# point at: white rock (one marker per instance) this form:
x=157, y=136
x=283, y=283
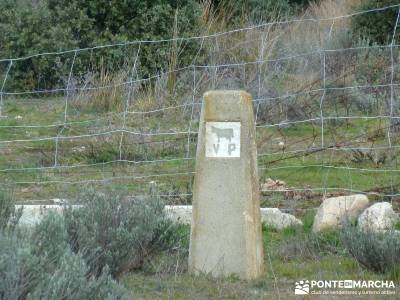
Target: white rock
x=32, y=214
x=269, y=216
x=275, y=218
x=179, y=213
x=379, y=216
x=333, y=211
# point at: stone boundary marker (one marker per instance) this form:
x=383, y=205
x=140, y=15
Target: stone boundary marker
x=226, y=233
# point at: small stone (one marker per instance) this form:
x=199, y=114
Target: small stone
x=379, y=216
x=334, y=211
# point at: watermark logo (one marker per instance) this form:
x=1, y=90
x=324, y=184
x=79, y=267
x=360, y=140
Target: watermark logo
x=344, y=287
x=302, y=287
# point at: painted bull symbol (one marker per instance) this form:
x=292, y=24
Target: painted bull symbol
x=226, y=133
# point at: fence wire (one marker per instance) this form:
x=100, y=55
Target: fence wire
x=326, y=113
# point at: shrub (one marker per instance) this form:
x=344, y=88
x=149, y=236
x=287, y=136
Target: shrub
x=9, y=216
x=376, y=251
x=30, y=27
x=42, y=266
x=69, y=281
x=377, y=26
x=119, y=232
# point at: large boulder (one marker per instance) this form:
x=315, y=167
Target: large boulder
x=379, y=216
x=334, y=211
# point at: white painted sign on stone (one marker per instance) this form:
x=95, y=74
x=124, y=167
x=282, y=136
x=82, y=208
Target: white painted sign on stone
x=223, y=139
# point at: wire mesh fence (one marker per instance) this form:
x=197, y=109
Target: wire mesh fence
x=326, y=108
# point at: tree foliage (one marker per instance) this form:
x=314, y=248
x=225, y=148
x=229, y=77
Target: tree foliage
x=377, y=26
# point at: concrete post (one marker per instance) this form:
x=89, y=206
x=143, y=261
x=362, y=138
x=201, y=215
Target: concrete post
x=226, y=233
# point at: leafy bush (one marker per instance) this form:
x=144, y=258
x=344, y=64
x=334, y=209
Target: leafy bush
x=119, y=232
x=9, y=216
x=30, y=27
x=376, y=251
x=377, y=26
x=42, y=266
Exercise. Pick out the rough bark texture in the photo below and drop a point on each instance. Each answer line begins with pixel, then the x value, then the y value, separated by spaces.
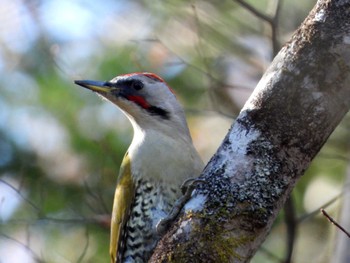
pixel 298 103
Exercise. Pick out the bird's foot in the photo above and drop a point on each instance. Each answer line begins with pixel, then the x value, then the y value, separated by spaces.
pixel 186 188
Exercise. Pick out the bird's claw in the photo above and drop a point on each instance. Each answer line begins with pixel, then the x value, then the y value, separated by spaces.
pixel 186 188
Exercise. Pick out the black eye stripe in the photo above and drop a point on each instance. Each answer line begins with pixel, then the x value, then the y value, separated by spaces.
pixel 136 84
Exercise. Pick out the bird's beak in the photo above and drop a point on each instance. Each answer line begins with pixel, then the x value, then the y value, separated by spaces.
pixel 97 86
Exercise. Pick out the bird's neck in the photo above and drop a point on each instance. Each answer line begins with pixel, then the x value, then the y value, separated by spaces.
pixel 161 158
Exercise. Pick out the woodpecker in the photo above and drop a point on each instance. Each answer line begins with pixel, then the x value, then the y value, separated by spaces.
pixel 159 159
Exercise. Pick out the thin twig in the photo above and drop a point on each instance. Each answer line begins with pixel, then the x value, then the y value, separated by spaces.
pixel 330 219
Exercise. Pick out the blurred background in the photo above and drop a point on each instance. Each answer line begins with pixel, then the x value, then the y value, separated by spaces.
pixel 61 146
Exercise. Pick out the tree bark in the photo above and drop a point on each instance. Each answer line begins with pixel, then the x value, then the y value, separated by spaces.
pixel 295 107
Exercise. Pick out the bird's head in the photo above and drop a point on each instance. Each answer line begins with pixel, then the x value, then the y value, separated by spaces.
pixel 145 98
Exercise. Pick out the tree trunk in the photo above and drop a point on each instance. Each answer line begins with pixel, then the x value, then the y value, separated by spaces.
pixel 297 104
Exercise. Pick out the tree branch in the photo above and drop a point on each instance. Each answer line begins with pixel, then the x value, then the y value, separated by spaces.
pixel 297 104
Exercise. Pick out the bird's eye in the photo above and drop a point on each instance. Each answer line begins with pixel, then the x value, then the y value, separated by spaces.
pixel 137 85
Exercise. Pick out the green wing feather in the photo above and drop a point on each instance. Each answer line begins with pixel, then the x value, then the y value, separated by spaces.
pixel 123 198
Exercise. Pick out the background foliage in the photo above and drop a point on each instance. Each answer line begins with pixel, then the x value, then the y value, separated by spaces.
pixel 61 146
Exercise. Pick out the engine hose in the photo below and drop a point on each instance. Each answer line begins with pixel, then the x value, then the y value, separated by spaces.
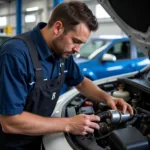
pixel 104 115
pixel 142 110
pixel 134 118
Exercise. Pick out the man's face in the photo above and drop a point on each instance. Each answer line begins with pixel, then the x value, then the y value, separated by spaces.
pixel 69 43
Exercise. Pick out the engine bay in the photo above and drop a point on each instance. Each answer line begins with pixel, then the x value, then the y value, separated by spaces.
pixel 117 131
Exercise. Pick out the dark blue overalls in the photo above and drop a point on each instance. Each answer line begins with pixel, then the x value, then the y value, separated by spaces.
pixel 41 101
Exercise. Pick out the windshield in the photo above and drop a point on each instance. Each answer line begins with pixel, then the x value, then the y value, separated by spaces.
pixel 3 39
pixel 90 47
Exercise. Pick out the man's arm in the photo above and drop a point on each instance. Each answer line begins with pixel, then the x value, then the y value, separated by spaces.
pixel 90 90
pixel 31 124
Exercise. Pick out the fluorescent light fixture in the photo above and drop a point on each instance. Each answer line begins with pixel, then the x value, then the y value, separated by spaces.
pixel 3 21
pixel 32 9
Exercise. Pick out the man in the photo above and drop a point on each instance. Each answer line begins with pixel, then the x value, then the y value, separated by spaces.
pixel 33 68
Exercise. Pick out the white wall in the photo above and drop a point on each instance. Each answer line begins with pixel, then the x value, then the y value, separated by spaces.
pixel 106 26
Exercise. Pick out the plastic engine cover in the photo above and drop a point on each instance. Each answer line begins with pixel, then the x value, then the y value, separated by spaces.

· · · · ·

* DIRECTIVE
Make an exact copy of the records above, with the pictures left out.

* OUTPUT OF THE TASK
# point at: white rock (one marker per instance) this form:
x=157, y=136
x=283, y=283
Target: white rock
x=32, y=214
x=269, y=216
x=275, y=218
x=179, y=213
x=379, y=216
x=333, y=211
# point at: stone boundary marker (one marker per instance) this form:
x=383, y=205
x=140, y=15
Target: stone boundary marker
x=226, y=233
# point at: small stone (one marker per instance) this form:
x=199, y=114
Target: small stone
x=379, y=216
x=334, y=211
# point at: watermark logo (one marker per instance) this form:
x=1, y=90
x=324, y=184
x=79, y=267
x=360, y=140
Target: watermark logo
x=344, y=287
x=302, y=287
# point at: painted bull symbol (one marker per instance) this form:
x=292, y=24
Target: painted bull symbol
x=226, y=133
# point at: fence wire (one marker per instance) this form:
x=100, y=55
Target: fence wire
x=326, y=113
# point at: shrub (one marker per instance) this form:
x=344, y=88
x=149, y=236
x=287, y=136
Target: shrub
x=9, y=216
x=376, y=251
x=30, y=27
x=42, y=266
x=69, y=281
x=377, y=26
x=119, y=232
# point at: large boulder (one marker per instance) this form:
x=315, y=167
Target: large boulder
x=379, y=216
x=334, y=211
# point at: white painted sign on stone (one marker per instance) this form:
x=95, y=74
x=124, y=167
x=282, y=136
x=82, y=208
Target: white painted sign on stone
x=223, y=139
# point at: wire mesh fence (one marker per instance) this form:
x=197, y=109
Target: wire mesh fence
x=326, y=108
# point at: tree foliage (one marker per instance) this form:
x=314, y=248
x=225, y=148
x=229, y=77
Target: tree foliage
x=377, y=26
# point at: concrete post (one marker per instance) this form:
x=89, y=206
x=143, y=261
x=362, y=138
x=201, y=215
Target: concrete post
x=226, y=233
# point at: leafy bush (one marker per instance) this form:
x=144, y=258
x=344, y=64
x=334, y=209
Target: leafy bush
x=119, y=232
x=9, y=216
x=30, y=27
x=376, y=251
x=377, y=26
x=42, y=266
Exercise. Pick out the rough bark texture in the photo below and drop a point on each instance. Each answer line begins with pixel, then the x value, then the y value, separated by spaces.
pixel 298 103
Exercise. Pick out the bird's foot in the photo above and drop a point on each instance. Each answer line begins with pixel, then the x value, then the y value, separated by spaces.
pixel 186 188
Exercise. Pick out the bird's claw in the photo above and drop a point on each instance. Each answer line begins with pixel, then the x value, then the y value, separated by spaces.
pixel 186 188
Exercise. Pick out the black eye stripe in the photo above and drop a point on each instance. Each answer line begins with pixel, then the x value, then the y value, separated by spaces.
pixel 136 84
Exercise. Pick out the bird's beak in the photo above and drop a point on each instance. Each answer line begins with pixel, then the x value, then the y value, separated by spaces.
pixel 97 86
Exercise. Pick out the bird's neck in the photo above and drop a point on each instance. Each answer line begins with pixel, then the x value, then the y value, separated by spaces.
pixel 161 158
Exercise. Pick out the woodpecker in the photo above and drop a point on each instance. Each answer line begins with pixel, then the x value, then the y value, separated by spaces.
pixel 159 159
Exercise. Pick out the thin twig in the photo above and drop a point on each instance. Each answer line begins with pixel, then the x value, then the y value, separated by spaces.
pixel 330 219
Exercise. Pick out the blurred background in the photo above and drop a point on each instance. Each answer line begins with pixel, then the x value, then the y value, separated by spaces.
pixel 61 146
Exercise. Pick out the tree bark in the photo above and drop a point on each instance. Each answer line begins with pixel, then the x value, then the y value, separated by spaces.
pixel 295 107
Exercise. Pick out the bird's head in the photo above and drop a point on each instance. Each answer line begins with pixel, then the x value, then the y value, separated by spaces.
pixel 145 98
Exercise. Pick out the tree trunk in the photo above and drop a point on each instance. Each answer line begins with pixel, then the x value, then the y value, separated by spaces.
pixel 297 104
Exercise. Pick out the tree branch in the photo above and drop a point on each instance. Each answer line begins with pixel, then the x value, then the y value, separated by spaces.
pixel 297 104
Exercise. Pick out the bird's eye in the photo above and drop a point on each instance. Each answer line begins with pixel, then the x value, then the y value, separated by spaces.
pixel 137 85
Exercise. Pick out the green wing feather in the photo above and drop a point on each instance. Each answer line begins with pixel, then the x value, then the y value, separated by spaces.
pixel 123 198
Exercise. Pick out the background foliage in the photo above and drop a point on each instance. Each answer line begins with pixel, then the x value, then the y value, separated by spaces.
pixel 61 146
Exercise. Pick out the engine hose in the photo below and drop a point on each instance. Each answer line begins with pixel, then the x value, then the y value, separated by spaces.
pixel 104 115
pixel 142 110
pixel 134 118
Exercise. Pick out the man's face in the photo above and drop a point on each instance. Each answer line begins with pixel, then the x value, then the y value, separated by spaces.
pixel 69 43
Exercise. Pick out the engine bay in the photo above and drop a point on each instance. Each answer line begins with pixel, then the x value, then the y value, separated by spaces.
pixel 117 131
Exercise. Pick out the dark blue overalls in the photo above and drop a point on each instance. Each answer line begins with pixel, then the x value, then the y value, separated by spaces.
pixel 41 101
Exercise. Pick out the windshield in the photo above and drop a point on each instance. Each answer line begins with pixel, then the x value, then the y value, separated by spaces.
pixel 3 39
pixel 90 47
Exercise. Pick out the man's arm in the photo above and drop a point on each instance. Each answer line begins with pixel, then the x value, then the y value, separated by spaces.
pixel 90 90
pixel 31 124
Exercise. Pick out the fluorescent light fixture in the photo above and drop a point on each instance. Each answer line begins with pixel, then the x value, then the y value, separated by spaces.
pixel 3 21
pixel 32 9
Exercise. Pick out the man in the photo above and drop a point on each instance. Each answer line begins with pixel, then the x value, then the y value, separated by spaces.
pixel 33 68
Exercise. Pick out the white wall in the photo above and drop a point on each instance. Each answer line begins with pixel, then the x value, then the y value, separated by spaces.
pixel 106 26
Exercise. Pick out the plastic engine cover in the photo above and drop a point on each instance. Each answer line begins with pixel, then the x value, then the y value, separated by spaces.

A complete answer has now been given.